§ WORK TO BE COMPLETED
Please copy the lines below word for word, leaving nothing out.

(Location identification entries)
# # # #

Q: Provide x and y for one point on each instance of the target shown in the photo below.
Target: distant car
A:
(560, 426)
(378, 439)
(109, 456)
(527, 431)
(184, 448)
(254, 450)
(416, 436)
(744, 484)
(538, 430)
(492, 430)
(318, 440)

# # # #

§ WORKED SOLUTION
Q: Provide x and y for one point on each instance of the target shown in the photo below.
Target: distant car
A:
(560, 426)
(378, 439)
(109, 456)
(527, 431)
(184, 448)
(254, 450)
(416, 436)
(744, 484)
(538, 430)
(492, 430)
(318, 440)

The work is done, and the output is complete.